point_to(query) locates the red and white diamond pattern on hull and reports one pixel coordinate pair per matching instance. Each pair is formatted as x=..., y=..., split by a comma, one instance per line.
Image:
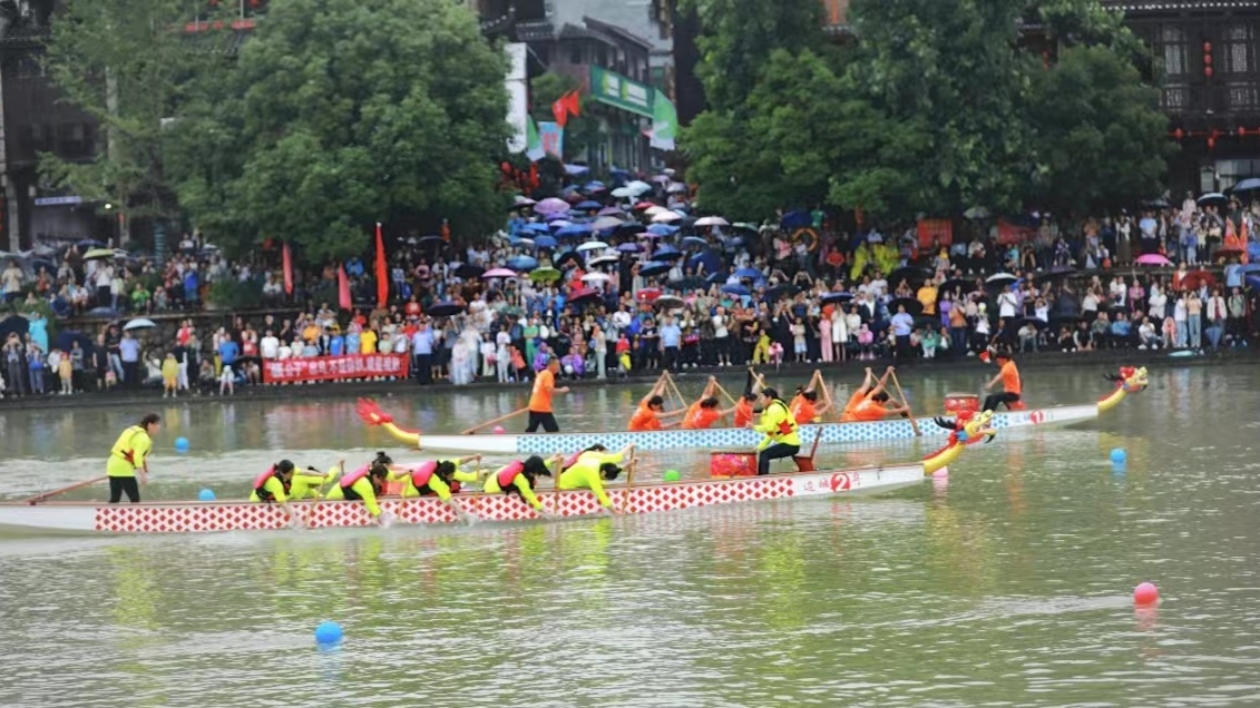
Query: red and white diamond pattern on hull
x=224, y=517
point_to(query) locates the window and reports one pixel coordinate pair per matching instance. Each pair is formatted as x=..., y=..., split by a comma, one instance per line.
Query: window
x=1237, y=54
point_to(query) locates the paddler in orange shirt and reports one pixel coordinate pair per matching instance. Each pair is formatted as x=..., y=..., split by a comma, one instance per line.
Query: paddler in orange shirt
x=867, y=402
x=539, y=399
x=1011, y=384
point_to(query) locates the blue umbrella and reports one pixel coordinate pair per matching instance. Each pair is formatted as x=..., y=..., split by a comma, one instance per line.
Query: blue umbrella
x=653, y=267
x=575, y=229
x=522, y=263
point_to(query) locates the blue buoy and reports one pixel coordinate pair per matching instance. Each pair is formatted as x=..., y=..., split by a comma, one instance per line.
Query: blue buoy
x=328, y=633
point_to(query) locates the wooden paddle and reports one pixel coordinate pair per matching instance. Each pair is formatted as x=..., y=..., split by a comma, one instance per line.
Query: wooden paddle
x=47, y=495
x=499, y=420
x=914, y=423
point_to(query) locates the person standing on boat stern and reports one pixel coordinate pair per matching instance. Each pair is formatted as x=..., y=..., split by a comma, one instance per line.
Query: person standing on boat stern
x=539, y=401
x=1011, y=384
x=130, y=455
x=779, y=426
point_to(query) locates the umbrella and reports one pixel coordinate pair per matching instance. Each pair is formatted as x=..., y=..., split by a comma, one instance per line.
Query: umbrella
x=445, y=309
x=546, y=274
x=584, y=295
x=638, y=188
x=96, y=253
x=522, y=263
x=605, y=223
x=139, y=323
x=837, y=297
x=469, y=271
x=909, y=274
x=653, y=267
x=551, y=205
x=1198, y=279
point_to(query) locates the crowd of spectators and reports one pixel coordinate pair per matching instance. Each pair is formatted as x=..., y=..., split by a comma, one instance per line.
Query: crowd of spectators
x=611, y=286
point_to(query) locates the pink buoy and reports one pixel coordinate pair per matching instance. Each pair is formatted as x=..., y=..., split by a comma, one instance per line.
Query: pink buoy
x=1145, y=593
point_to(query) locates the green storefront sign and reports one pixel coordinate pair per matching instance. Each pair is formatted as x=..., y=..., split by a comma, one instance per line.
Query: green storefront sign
x=615, y=90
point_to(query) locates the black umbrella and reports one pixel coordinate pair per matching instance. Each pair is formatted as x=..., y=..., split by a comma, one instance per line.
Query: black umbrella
x=469, y=271
x=911, y=305
x=444, y=309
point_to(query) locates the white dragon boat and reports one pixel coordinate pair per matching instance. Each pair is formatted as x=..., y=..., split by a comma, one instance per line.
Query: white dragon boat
x=209, y=517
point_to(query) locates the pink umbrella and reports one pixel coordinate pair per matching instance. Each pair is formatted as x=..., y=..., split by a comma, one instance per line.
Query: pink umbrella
x=551, y=205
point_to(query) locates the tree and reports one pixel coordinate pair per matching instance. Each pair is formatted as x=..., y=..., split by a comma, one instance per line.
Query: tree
x=120, y=62
x=1100, y=137
x=343, y=112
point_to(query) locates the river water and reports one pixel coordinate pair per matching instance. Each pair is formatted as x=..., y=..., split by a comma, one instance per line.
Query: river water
x=1006, y=585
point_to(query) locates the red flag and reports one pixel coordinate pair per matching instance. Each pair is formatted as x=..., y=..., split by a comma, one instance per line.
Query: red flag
x=382, y=271
x=343, y=290
x=289, y=270
x=560, y=108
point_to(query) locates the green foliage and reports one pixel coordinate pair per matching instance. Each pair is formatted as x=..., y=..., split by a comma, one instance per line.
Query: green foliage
x=343, y=112
x=1101, y=141
x=119, y=62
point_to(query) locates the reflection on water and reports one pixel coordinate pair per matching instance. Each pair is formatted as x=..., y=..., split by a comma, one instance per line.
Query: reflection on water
x=1007, y=581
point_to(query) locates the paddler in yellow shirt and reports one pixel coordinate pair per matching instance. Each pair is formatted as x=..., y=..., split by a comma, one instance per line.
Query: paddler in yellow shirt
x=519, y=478
x=779, y=426
x=364, y=484
x=591, y=469
x=130, y=455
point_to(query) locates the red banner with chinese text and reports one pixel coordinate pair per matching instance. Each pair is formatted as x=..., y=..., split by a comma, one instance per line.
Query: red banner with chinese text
x=335, y=368
x=935, y=232
x=1011, y=233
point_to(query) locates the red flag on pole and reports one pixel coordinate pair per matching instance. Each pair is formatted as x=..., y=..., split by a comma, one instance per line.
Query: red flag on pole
x=382, y=271
x=289, y=270
x=343, y=290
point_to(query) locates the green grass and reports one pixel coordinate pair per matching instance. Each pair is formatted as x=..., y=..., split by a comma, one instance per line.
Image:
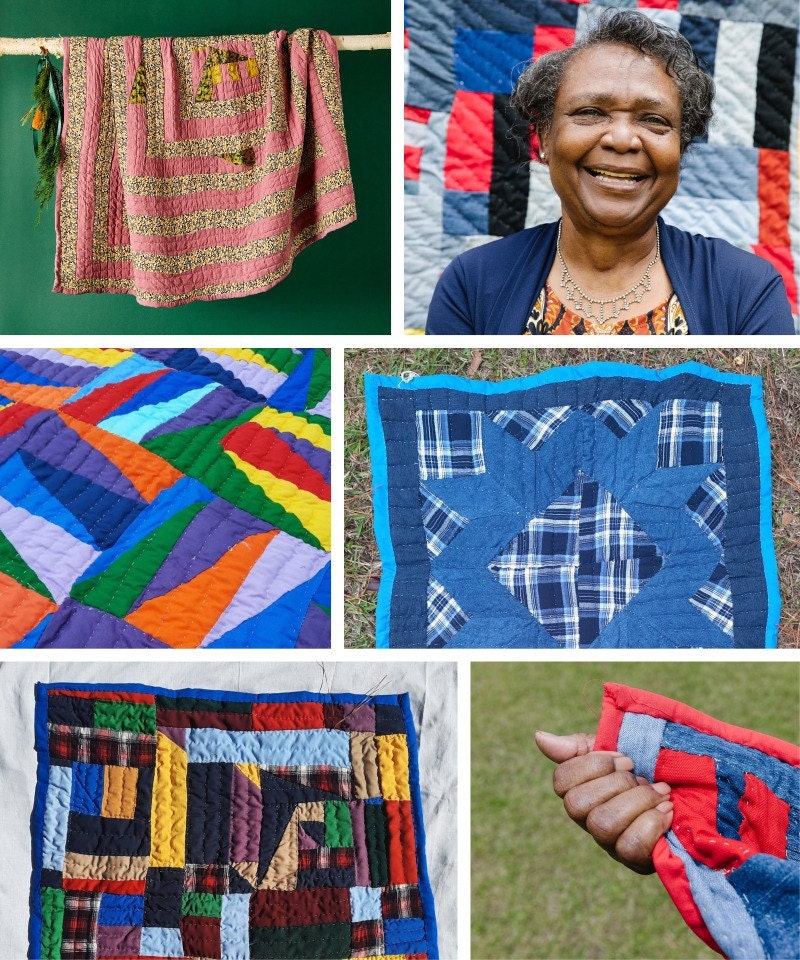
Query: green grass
x=779, y=369
x=541, y=887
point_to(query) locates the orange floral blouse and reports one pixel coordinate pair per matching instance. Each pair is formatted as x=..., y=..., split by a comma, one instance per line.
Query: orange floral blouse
x=550, y=315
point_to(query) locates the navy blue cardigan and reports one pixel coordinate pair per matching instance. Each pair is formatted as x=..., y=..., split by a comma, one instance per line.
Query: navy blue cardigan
x=722, y=289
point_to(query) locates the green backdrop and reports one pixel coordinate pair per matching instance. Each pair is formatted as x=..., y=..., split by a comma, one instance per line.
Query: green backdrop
x=339, y=285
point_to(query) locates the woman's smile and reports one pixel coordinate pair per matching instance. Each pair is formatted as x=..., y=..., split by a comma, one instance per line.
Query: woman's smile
x=613, y=146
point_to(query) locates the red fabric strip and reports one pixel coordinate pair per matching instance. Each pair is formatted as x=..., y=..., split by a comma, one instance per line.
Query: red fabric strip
x=290, y=908
x=265, y=450
x=288, y=716
x=401, y=847
x=102, y=402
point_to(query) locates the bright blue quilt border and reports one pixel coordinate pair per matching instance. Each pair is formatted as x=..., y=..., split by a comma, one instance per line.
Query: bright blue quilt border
x=380, y=478
x=402, y=700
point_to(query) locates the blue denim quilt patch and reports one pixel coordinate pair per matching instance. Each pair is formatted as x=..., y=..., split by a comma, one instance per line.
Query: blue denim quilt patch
x=602, y=505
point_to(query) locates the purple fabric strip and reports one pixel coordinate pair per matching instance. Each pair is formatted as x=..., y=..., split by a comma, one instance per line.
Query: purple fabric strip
x=318, y=458
x=61, y=447
x=74, y=625
x=45, y=363
x=246, y=802
x=315, y=631
x=11, y=442
x=218, y=527
x=220, y=404
x=359, y=843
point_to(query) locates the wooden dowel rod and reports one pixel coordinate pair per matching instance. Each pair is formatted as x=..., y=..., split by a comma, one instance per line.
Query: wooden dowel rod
x=55, y=46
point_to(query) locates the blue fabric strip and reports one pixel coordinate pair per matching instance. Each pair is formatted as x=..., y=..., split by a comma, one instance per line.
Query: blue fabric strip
x=37, y=819
x=380, y=500
x=424, y=883
x=269, y=747
x=401, y=609
x=199, y=693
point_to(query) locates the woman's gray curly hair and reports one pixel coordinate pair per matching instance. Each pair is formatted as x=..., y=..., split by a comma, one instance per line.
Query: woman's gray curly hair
x=535, y=93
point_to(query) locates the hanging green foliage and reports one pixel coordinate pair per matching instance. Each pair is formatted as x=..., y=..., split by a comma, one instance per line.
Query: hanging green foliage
x=45, y=117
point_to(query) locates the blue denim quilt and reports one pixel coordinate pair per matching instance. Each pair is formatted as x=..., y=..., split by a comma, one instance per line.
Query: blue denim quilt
x=602, y=505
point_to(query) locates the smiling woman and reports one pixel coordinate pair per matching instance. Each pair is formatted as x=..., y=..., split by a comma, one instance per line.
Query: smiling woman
x=612, y=117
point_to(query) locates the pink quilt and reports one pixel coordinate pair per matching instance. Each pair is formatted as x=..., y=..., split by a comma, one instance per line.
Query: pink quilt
x=196, y=168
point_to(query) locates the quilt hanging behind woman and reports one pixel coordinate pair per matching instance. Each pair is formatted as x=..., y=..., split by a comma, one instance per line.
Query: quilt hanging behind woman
x=197, y=168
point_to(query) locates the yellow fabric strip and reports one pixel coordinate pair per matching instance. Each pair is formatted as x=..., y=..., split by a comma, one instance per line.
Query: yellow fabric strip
x=100, y=358
x=393, y=766
x=313, y=513
x=289, y=423
x=251, y=771
x=168, y=812
x=119, y=792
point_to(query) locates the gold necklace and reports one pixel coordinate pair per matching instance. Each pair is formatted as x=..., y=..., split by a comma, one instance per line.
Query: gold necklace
x=583, y=303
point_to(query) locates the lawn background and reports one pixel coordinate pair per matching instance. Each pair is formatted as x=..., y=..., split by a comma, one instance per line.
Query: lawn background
x=779, y=369
x=541, y=887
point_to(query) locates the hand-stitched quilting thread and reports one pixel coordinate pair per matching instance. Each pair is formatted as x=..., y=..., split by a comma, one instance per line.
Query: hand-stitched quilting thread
x=467, y=178
x=731, y=859
x=210, y=824
x=196, y=168
x=164, y=498
x=601, y=505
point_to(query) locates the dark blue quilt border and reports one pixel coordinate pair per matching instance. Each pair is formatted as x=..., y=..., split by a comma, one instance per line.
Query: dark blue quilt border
x=747, y=498
x=402, y=700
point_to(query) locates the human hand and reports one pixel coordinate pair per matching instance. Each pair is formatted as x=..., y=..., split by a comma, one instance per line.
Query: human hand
x=623, y=813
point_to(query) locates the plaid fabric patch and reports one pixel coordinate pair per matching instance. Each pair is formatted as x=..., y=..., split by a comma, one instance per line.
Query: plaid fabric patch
x=367, y=939
x=401, y=901
x=578, y=564
x=606, y=531
x=119, y=748
x=449, y=444
x=708, y=506
x=206, y=878
x=689, y=433
x=445, y=616
x=80, y=926
x=326, y=858
x=441, y=522
x=714, y=599
x=336, y=780
x=531, y=427
x=620, y=416
x=262, y=825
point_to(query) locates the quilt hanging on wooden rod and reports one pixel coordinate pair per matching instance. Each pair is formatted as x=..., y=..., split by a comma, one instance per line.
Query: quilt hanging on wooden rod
x=196, y=168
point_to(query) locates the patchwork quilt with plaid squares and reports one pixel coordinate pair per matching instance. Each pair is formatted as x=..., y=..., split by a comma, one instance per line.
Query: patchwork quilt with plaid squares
x=731, y=859
x=467, y=175
x=602, y=505
x=227, y=826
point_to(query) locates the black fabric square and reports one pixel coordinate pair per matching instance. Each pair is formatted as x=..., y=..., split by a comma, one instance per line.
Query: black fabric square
x=389, y=719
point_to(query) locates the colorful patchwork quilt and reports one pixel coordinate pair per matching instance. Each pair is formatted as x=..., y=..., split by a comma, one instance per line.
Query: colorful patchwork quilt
x=601, y=505
x=731, y=860
x=467, y=175
x=227, y=826
x=196, y=168
x=164, y=498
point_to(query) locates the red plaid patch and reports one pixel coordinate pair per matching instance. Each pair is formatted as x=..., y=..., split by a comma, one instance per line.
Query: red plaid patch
x=366, y=939
x=402, y=900
x=79, y=934
x=330, y=779
x=120, y=748
x=326, y=858
x=206, y=878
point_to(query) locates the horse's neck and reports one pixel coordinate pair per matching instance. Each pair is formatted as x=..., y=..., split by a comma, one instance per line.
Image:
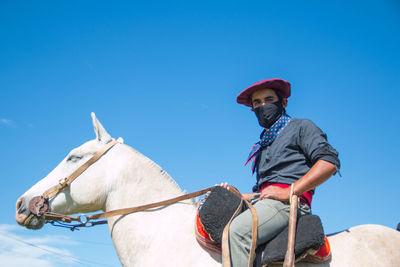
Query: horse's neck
x=162, y=237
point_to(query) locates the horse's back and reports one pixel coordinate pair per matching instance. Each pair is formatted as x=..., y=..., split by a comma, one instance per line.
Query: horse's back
x=363, y=245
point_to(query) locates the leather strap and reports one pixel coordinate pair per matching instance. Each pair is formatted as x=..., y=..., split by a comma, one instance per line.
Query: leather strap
x=66, y=218
x=65, y=182
x=290, y=255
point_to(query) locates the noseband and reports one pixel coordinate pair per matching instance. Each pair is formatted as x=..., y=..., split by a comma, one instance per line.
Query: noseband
x=39, y=205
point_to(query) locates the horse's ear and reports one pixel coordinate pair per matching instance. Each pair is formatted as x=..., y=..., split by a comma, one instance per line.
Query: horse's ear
x=101, y=134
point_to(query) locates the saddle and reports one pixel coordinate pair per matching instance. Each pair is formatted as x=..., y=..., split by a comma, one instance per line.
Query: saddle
x=311, y=245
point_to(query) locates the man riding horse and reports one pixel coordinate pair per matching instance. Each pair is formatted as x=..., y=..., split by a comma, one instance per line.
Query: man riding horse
x=290, y=151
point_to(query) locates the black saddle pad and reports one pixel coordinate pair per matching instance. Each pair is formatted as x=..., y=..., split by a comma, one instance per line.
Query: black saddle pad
x=219, y=207
x=217, y=210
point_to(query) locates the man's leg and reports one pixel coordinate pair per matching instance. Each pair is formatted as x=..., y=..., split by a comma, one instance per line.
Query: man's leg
x=273, y=217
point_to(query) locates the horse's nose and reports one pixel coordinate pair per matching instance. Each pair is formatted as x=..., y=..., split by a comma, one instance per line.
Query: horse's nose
x=20, y=211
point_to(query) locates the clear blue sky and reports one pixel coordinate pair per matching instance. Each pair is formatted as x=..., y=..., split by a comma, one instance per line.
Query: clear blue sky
x=164, y=75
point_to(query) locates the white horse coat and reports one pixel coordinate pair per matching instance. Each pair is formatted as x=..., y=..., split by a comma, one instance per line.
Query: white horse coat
x=125, y=178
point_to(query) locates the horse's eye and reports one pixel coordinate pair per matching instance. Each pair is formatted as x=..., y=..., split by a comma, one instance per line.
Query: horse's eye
x=74, y=158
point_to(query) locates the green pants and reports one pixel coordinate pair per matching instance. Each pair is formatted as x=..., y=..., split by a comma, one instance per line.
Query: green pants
x=273, y=217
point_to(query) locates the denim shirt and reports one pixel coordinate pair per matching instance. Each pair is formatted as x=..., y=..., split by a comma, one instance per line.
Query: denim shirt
x=300, y=144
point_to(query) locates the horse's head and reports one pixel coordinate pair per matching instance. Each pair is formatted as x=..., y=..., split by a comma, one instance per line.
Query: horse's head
x=85, y=194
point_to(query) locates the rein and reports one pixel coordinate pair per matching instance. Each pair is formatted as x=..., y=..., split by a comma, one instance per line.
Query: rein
x=84, y=219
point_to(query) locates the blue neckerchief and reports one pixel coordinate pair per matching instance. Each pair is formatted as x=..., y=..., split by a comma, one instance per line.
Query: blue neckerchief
x=267, y=137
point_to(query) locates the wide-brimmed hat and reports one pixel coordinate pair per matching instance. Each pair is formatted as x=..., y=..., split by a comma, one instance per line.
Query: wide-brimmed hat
x=280, y=86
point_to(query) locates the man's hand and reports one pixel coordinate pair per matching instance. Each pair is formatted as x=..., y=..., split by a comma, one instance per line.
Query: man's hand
x=276, y=192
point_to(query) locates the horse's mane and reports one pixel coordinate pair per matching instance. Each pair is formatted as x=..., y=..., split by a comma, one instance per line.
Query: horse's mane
x=157, y=167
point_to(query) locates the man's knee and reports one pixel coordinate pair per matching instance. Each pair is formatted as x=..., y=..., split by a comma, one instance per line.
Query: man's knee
x=239, y=230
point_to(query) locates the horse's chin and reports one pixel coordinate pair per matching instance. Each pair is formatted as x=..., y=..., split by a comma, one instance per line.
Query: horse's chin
x=34, y=222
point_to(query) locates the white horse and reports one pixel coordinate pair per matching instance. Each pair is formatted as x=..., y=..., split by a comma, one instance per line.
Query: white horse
x=124, y=178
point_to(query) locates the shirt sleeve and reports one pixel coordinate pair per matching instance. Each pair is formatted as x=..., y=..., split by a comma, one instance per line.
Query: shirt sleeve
x=315, y=145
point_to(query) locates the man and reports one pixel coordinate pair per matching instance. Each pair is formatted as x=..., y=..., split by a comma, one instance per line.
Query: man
x=290, y=151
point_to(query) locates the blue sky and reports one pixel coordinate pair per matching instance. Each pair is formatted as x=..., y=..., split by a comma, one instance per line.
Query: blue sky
x=164, y=75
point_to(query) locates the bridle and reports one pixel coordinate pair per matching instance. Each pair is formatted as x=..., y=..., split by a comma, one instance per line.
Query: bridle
x=40, y=207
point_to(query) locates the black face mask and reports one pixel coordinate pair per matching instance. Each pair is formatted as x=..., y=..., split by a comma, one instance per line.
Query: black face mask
x=268, y=114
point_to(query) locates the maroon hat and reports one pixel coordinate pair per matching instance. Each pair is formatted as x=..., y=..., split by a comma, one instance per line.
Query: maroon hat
x=280, y=86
—————
Each of the lines from the one holding "point_to(query) locates the black face" through the final line of the entries is to be set down exactly, and no others.

• Response:
point_to(query) locates the black face mask and reports one pixel coordinate pair per matching instance. Each pair is formatted as x=..., y=..., split by a comma, one instance per line.
Query: black face mask
x=268, y=114
point_to(query) locates the maroon hat and reports one pixel coordinate pair per matching instance. Each pair is formatted as x=..., y=..., split by a comma, one instance per line.
Query: maroon hat
x=280, y=86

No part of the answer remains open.